- Supplied information -
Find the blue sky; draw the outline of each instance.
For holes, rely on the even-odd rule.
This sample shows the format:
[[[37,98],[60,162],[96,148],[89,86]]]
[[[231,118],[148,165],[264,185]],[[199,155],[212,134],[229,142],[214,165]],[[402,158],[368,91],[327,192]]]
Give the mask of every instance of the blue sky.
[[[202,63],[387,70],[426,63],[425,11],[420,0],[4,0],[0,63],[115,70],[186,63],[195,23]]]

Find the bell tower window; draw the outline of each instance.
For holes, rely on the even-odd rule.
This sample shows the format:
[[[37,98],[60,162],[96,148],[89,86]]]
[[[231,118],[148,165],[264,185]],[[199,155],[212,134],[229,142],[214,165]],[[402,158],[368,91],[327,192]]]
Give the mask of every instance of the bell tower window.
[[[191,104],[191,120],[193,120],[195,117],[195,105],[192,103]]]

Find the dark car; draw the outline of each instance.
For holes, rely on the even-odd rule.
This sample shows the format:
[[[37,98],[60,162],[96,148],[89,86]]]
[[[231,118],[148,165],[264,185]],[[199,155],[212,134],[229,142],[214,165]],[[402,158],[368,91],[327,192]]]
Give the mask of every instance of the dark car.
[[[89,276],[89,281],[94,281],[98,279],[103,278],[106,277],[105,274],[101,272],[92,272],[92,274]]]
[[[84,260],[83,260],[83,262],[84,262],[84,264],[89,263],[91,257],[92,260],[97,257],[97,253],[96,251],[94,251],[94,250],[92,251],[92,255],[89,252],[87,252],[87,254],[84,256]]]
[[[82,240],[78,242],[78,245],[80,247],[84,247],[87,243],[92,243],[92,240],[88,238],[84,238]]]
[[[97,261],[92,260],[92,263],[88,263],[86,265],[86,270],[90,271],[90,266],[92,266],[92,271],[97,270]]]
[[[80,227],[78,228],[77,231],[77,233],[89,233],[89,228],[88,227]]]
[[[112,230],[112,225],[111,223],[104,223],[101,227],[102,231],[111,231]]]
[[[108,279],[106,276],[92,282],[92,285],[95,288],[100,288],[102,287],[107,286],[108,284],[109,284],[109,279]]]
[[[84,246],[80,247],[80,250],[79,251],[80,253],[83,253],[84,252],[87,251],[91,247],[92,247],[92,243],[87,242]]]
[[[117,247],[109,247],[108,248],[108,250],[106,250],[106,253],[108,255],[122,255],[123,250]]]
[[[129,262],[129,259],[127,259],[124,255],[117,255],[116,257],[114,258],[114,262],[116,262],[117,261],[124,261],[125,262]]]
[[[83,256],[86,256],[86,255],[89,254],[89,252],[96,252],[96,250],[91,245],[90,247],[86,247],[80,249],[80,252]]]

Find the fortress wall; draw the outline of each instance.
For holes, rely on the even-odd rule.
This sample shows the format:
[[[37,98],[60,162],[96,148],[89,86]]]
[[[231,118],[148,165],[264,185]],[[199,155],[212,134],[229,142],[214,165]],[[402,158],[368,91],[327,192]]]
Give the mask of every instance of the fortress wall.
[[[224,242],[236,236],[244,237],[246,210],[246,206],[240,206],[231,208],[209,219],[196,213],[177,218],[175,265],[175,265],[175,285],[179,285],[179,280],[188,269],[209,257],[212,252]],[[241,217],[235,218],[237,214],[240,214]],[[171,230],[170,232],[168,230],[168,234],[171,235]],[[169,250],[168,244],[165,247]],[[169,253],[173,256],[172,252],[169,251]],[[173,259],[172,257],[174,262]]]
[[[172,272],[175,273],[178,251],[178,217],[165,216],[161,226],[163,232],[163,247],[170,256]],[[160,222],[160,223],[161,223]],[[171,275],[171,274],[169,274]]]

- What is needed -
Copy out the items without any change, beginning at their first line and ending with, and including, the line that contains "[[[191,104],[191,120],[193,120],[195,117],[195,105],[192,103]]]".

- Answer in full -
Find the blue sky; draw the outline of each instance.
For holes, rely on the even-odd rule.
This sample shows the format:
[[[37,98],[60,162],[96,148],[89,86]]]
[[[231,118],[148,165],[264,185]],[[199,155],[212,134],[229,142],[214,165]],[[402,158],[368,91],[327,192]]]
Give the mask of every instance of the blue sky.
[[[202,63],[387,70],[426,63],[425,11],[420,0],[4,0],[0,63],[115,70],[186,63],[195,23]]]

Find the bell tower window; draw the outline of each instance.
For holes, rely on the even-odd rule.
This sample shows the format:
[[[37,98],[60,162],[96,148],[89,86]]]
[[[231,118],[148,165],[264,185]],[[199,155],[212,134],[229,142],[214,165]],[[402,158],[368,91],[327,192]]]
Give the mask of every instance of the bell tower window.
[[[191,104],[191,120],[193,120],[195,117],[195,105],[192,103]]]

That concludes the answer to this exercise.